Pour demander à l’État que son préjudice d’anxiété soit réparé, le militaire exposé à l’amiante dispose d’un délai de 4 ans, à partir du moment où il a eu connaissance de l’existence d’un risque élevé de développer une maladie grave du fait de cette exposition.
Nous avions exposé dans notre article sur ce sujet, le droit pour les militaires ayant été exposés à l'amiante dans le cadre de leur service, d'être indemnisés au titre du préjudice d'anxiété.
S'il est vrai que ce préjudice est spécifique dès lors qu'il est lié au risque de développer une maladie sans que la survenance de celle-ci puisse être déterminée, le délai pour pouvoir en obtenir réparation est toutefois limité dans le temps.
A l'occasion d'une demande d'avis au Conseil d'Etat, la juridiction suprême à eu l'occasion de se prononcer sur le délai de prescription applicable (avis n° 457560 du 19 avril 2022)
En effet le principe est posé par la loi n° 68-1250 du 31 décembre 1968 relative à la prescription des créances sur l'Etat, les départements, les communes et les établissements publics qui prévoit que toute créance à l’égard de l’Etat se prescrit après 4 années.
Ainsi, la demande de réparation d'un préjudice entre dans le champs d'application de cette loi.
Sur ce fondement, le Conseil d'État a rappelé que les droits de créance invoqués en vue d'obtenir l'indemnisation d’un préjudice doivent être regardés comme acquis à la date à laquelle la réalité et l'étendue de ce préjudice ont été entièrement révélées, ce préjudice étant connu et pouvant être exactement mesuré.

☆ ☆ ☆ ☆

*Explorer le document:*
**A.** Selon l'extrait sur le préjudice d'anxiété lié à l'amiante, de quel délai dispose le militaire exposé pour demander réparation à l'État ?
**B.** Reproduisez le passage de l'extrait sur le préjudice d'anxiété qui commence par les mots contenant "Pour demander à" et se termine par "dans le temps.".

☆ ☆ ☆ ☆

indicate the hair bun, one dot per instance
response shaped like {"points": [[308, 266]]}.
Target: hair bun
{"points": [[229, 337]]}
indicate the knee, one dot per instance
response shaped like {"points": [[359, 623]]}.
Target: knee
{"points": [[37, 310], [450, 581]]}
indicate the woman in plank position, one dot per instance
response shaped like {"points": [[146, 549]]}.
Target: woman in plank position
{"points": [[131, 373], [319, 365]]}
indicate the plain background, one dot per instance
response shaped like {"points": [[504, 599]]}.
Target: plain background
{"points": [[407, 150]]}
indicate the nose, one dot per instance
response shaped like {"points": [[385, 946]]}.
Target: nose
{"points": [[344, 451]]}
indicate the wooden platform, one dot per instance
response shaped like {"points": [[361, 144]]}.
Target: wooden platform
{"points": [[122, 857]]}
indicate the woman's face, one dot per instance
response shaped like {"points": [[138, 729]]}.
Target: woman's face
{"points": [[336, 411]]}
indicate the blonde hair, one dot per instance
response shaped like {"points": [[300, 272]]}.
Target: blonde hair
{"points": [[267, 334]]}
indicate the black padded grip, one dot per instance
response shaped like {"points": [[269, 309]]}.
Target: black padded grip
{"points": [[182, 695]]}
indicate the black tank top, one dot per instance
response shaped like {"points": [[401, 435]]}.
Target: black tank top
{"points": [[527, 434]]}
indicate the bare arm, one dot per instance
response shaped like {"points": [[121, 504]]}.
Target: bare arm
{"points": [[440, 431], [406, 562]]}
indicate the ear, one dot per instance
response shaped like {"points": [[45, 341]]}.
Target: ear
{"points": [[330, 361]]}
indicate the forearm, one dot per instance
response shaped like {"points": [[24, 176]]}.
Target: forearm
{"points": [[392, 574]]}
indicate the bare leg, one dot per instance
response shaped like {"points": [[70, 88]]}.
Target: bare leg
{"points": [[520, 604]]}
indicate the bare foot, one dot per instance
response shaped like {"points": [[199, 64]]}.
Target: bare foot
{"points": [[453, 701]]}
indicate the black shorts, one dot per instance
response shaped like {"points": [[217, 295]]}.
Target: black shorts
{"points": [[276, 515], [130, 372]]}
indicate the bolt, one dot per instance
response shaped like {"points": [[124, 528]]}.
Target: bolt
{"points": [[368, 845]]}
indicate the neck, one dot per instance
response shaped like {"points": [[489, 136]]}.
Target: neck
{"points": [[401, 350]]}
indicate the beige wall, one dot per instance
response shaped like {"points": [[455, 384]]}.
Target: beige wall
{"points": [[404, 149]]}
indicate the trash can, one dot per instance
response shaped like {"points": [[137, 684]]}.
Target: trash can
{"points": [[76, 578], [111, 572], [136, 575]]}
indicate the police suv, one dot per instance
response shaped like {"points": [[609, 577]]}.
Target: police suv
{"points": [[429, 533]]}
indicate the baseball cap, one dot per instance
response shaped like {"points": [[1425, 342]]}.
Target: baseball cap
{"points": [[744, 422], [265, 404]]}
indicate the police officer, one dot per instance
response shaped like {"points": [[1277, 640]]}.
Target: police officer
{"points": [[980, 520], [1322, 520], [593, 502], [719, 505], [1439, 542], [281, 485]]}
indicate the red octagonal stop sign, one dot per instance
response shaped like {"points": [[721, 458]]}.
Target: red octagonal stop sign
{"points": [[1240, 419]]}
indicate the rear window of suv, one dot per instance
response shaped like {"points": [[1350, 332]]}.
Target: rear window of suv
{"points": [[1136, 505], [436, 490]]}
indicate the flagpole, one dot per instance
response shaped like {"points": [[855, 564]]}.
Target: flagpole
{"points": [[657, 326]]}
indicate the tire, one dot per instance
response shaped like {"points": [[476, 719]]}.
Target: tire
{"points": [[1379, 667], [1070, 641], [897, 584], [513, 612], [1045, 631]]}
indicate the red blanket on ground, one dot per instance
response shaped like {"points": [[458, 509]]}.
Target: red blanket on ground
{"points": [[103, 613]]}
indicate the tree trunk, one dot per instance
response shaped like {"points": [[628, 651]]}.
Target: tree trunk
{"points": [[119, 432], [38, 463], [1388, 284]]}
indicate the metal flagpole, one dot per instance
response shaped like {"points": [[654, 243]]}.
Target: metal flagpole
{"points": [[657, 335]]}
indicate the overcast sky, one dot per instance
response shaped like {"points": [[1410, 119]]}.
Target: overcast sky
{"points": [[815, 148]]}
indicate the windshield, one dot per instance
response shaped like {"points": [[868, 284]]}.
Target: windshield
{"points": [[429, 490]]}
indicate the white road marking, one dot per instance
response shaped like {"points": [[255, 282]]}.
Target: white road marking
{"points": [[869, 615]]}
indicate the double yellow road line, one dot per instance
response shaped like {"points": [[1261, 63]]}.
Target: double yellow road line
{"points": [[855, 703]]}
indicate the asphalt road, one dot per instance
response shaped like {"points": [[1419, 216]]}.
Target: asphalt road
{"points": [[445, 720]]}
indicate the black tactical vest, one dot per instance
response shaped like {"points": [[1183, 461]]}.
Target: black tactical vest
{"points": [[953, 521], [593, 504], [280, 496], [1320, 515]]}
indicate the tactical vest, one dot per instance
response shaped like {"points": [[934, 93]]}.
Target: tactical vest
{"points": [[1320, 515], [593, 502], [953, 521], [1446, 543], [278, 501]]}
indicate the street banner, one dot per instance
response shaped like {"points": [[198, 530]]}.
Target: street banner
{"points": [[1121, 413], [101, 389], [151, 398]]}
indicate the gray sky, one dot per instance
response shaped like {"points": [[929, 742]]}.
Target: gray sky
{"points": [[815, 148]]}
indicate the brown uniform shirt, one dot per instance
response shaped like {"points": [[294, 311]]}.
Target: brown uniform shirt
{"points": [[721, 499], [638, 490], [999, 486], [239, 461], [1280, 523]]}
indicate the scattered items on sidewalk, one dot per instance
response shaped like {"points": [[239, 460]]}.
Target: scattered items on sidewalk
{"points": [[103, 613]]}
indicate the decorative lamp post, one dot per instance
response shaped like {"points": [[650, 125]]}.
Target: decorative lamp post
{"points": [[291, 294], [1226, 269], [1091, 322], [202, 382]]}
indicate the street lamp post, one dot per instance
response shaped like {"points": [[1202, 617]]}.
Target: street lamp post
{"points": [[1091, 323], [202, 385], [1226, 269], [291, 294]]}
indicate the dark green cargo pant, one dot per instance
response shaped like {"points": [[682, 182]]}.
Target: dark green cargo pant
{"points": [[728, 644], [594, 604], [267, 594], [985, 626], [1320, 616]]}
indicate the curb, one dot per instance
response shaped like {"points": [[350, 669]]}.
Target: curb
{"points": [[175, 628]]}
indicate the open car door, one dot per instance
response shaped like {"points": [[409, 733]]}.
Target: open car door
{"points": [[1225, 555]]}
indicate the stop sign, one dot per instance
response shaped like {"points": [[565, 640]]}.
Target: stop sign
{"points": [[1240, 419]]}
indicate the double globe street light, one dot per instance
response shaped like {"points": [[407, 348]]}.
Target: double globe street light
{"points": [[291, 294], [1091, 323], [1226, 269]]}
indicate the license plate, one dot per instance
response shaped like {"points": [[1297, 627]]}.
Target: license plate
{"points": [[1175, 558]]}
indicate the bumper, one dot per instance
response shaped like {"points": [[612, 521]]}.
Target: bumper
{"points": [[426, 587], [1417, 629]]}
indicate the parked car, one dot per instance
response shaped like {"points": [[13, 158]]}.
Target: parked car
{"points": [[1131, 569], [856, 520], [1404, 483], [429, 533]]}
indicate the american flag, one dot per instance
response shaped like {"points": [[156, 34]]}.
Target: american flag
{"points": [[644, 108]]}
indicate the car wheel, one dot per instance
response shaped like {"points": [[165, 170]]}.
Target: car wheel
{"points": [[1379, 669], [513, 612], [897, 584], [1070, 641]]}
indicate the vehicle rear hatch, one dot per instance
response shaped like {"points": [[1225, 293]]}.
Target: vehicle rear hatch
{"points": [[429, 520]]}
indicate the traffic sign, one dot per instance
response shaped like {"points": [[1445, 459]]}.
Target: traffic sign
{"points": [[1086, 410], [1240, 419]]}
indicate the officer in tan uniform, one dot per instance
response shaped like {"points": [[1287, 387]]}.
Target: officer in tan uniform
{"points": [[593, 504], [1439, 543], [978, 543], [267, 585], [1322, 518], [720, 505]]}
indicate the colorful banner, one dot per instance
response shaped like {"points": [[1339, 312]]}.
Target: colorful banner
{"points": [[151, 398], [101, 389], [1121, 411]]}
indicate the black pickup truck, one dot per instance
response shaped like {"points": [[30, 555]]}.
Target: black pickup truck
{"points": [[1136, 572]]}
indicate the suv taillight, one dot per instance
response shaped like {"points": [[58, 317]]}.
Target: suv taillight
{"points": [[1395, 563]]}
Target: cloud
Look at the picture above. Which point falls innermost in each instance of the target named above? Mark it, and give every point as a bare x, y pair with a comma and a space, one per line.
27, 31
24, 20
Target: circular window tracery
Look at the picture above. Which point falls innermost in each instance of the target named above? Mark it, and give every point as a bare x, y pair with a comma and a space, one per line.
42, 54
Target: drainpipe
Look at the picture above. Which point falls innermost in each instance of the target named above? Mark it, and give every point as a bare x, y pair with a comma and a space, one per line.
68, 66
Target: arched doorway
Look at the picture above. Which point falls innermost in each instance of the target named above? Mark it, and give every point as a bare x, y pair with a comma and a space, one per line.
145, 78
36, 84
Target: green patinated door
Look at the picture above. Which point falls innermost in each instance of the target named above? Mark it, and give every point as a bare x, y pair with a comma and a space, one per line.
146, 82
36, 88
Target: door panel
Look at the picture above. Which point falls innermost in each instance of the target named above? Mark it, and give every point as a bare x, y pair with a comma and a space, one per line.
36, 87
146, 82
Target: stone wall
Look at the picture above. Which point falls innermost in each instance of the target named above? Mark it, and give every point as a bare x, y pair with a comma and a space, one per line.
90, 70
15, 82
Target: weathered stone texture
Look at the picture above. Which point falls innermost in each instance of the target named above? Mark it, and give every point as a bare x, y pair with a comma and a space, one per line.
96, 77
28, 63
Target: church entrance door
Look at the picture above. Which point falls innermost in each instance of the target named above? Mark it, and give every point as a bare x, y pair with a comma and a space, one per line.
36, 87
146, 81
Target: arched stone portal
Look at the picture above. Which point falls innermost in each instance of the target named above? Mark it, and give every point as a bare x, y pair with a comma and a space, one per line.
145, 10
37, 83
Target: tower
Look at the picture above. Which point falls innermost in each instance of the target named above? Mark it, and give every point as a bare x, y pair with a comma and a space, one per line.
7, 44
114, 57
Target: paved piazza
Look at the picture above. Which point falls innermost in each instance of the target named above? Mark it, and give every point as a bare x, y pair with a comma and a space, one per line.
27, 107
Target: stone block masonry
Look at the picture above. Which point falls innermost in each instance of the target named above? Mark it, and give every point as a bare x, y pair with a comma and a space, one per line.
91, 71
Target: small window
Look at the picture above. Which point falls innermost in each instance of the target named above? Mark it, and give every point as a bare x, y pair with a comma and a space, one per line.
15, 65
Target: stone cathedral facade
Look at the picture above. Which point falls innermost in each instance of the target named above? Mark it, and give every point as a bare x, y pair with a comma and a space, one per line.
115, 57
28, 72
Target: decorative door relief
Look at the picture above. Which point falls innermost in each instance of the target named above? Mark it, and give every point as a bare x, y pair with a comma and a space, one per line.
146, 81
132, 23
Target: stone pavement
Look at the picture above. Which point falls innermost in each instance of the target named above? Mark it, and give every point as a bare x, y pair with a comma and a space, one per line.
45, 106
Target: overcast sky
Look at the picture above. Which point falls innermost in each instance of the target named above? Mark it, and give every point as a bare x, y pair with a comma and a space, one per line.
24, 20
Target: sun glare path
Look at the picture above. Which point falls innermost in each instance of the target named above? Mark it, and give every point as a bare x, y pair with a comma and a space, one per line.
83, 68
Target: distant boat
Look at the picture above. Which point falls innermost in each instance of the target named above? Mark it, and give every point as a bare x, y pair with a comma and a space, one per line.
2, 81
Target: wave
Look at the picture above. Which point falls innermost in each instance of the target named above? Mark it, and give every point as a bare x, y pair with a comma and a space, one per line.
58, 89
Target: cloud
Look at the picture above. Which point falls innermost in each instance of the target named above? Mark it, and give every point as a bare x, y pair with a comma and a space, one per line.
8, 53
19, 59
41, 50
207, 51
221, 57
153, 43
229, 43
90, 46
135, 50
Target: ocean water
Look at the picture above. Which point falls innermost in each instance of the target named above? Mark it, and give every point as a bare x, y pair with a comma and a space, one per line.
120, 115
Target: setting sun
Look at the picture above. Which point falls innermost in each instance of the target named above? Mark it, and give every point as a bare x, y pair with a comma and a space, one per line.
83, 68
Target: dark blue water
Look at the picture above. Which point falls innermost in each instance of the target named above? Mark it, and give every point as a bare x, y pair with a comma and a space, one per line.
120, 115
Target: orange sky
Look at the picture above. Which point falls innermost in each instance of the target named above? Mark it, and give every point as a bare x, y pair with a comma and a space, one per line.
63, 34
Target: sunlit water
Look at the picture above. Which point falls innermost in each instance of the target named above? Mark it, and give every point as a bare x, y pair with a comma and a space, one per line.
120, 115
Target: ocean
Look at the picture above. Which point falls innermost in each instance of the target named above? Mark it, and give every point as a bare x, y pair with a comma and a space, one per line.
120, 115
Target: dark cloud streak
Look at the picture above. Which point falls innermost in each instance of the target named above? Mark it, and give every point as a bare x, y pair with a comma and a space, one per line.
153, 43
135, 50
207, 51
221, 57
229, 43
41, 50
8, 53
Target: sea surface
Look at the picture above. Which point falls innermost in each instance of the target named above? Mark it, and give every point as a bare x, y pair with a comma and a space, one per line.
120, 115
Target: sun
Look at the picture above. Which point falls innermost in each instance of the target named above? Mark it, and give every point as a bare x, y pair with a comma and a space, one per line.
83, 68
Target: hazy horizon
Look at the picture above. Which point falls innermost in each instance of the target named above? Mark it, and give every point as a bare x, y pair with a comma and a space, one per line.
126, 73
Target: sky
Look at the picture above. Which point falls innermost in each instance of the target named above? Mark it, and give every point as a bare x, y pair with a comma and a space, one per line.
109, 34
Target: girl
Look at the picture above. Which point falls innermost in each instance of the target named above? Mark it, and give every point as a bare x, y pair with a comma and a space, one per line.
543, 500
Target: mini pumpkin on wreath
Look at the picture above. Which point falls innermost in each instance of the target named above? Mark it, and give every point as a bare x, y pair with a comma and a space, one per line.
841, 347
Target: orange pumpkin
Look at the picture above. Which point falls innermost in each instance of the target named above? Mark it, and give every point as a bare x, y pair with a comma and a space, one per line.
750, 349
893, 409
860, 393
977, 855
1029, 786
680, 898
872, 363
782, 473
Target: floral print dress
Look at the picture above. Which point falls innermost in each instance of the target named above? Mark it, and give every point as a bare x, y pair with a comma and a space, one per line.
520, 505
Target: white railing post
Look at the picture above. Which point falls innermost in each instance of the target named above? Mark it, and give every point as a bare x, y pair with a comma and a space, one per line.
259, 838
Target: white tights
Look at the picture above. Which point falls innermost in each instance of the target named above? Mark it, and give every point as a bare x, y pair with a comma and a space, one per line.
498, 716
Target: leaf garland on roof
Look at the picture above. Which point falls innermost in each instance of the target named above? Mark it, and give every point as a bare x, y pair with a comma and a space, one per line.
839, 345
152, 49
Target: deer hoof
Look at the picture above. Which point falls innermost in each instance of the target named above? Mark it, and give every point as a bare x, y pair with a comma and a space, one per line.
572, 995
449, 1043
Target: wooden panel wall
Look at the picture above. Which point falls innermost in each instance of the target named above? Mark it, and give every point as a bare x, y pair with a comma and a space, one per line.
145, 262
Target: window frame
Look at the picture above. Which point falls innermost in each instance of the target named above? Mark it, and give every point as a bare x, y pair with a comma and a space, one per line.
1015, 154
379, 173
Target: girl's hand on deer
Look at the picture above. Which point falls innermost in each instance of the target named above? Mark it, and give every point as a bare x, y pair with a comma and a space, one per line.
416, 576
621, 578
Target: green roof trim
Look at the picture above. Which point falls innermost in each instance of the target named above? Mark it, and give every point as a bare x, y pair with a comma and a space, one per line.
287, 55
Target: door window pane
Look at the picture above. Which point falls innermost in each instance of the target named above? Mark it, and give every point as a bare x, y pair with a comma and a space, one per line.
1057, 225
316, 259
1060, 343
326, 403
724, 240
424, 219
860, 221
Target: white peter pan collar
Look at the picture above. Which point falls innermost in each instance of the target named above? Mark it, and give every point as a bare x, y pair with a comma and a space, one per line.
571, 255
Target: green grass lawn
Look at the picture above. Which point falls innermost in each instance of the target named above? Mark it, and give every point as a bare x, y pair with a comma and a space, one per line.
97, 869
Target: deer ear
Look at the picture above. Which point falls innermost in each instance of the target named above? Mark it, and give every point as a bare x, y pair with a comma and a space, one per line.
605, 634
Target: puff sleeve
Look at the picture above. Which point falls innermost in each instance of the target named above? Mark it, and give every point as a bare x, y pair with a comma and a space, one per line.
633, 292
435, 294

☆ ☆ ☆ ☆

*Réponses par tâche:*
**A.** D'un délai de 4 ans, à partir du moment où il a eu connaissance de l'existence d'un risque élevé de développer une maladie grave du fait de cette exposition.

**B.**
Pour demander à l’État que son préjudice d’anxiété soit réparé, le militaire exposé à l’amiante dispose d’un délai de 4 ans, à partir du moment où il a eu connaissance de l’existence d’un risque élevé de développer une maladie grave du fait de cette exposition.
Nous avions exposé dans notre article sur ce sujet, le droit pour les militaires ayant été exposés à l'amiante dans le cadre de leur service, d'être indemnisés au titre du préjudice d'anxiété.
S'il est vrai que ce préjudice est spécifique dès lors qu'il est lié au risque de développer une maladie sans que la survenance de celle-ci puisse être déterminée, le délai pour pouvoir en obtenir réparation est toutefois limité dans le temps.